* **Challenge**
Count the lines in the entries below that contain the string "barn", matching case exactly. Reply with the number only.

* **Record set**
+===+

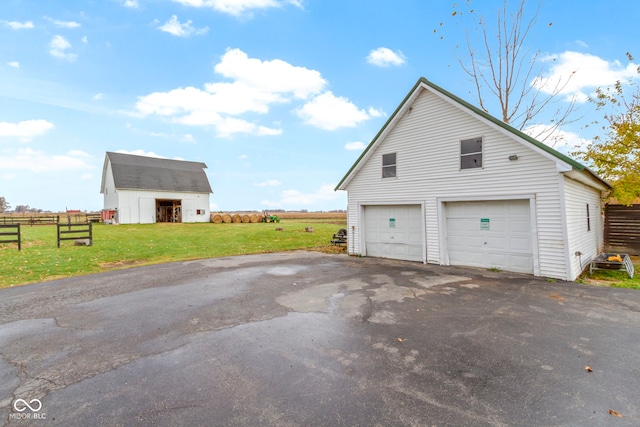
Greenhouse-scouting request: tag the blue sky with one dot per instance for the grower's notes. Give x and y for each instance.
(277, 97)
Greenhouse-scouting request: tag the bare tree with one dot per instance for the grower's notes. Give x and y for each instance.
(503, 69)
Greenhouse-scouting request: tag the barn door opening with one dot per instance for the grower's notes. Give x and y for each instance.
(168, 210)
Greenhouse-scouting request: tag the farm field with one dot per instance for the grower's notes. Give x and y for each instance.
(122, 246)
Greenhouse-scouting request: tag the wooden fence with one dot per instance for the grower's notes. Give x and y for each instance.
(75, 232)
(10, 236)
(30, 220)
(622, 229)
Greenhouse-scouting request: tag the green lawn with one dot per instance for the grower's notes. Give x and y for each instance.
(120, 246)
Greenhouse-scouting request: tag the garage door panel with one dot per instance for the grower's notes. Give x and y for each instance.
(520, 226)
(490, 234)
(497, 243)
(394, 231)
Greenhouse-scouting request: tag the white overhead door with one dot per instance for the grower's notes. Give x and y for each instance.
(394, 231)
(493, 233)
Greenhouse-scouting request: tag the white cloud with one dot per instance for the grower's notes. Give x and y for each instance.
(563, 141)
(275, 76)
(355, 145)
(297, 199)
(25, 130)
(237, 7)
(330, 112)
(385, 57)
(15, 25)
(59, 46)
(38, 161)
(64, 24)
(581, 73)
(255, 87)
(174, 27)
(268, 183)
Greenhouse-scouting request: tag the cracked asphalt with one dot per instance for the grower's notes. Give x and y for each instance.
(311, 339)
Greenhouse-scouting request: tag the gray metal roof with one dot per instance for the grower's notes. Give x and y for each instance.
(150, 173)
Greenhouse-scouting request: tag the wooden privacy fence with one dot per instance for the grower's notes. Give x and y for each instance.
(10, 236)
(622, 229)
(75, 232)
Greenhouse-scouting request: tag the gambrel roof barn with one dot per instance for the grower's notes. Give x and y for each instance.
(145, 189)
(444, 182)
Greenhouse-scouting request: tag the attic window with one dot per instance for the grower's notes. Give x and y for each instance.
(471, 153)
(389, 165)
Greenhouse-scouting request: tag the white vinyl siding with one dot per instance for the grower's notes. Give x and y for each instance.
(588, 242)
(427, 137)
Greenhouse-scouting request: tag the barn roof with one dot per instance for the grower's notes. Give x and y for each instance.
(150, 173)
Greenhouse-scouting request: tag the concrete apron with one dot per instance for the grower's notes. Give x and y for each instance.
(311, 339)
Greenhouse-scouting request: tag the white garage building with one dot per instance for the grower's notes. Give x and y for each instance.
(443, 182)
(143, 190)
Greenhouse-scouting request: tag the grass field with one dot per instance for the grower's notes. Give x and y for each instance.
(121, 246)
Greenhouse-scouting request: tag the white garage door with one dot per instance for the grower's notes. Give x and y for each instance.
(394, 231)
(489, 234)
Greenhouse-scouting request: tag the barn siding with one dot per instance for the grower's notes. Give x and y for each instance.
(586, 240)
(139, 205)
(110, 196)
(426, 140)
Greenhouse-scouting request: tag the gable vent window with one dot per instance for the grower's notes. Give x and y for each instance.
(389, 165)
(471, 153)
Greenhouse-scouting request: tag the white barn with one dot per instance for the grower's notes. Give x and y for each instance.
(143, 190)
(443, 182)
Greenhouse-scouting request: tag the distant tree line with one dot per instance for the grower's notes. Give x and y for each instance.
(5, 207)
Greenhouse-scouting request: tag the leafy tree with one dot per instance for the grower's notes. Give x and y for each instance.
(507, 76)
(615, 156)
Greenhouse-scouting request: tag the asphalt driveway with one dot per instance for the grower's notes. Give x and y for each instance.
(309, 339)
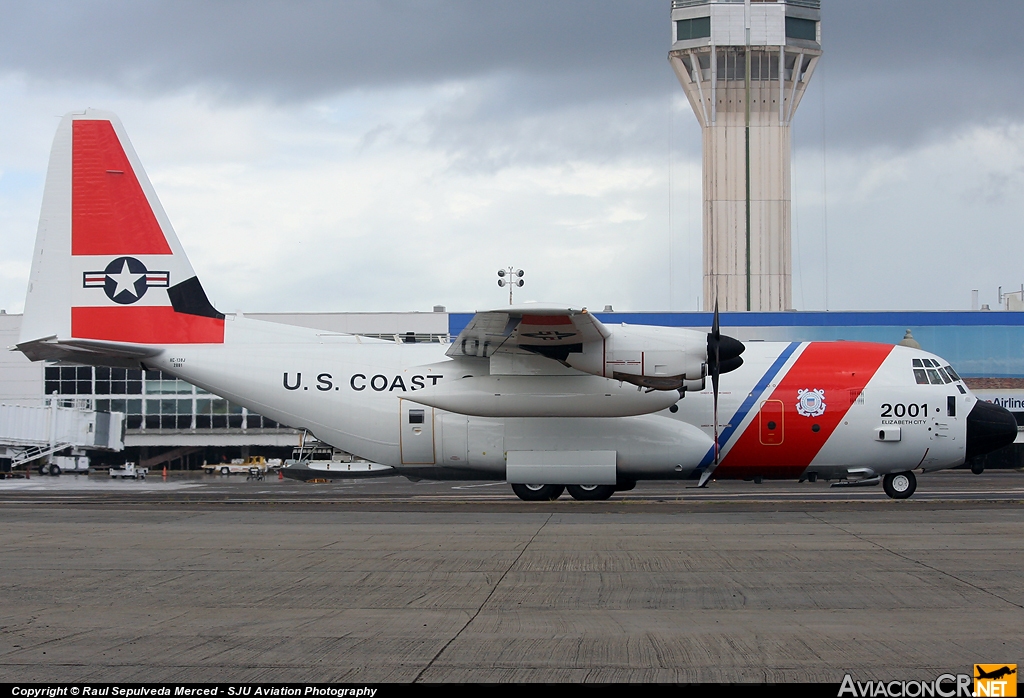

+===+

* **Result of the task**
5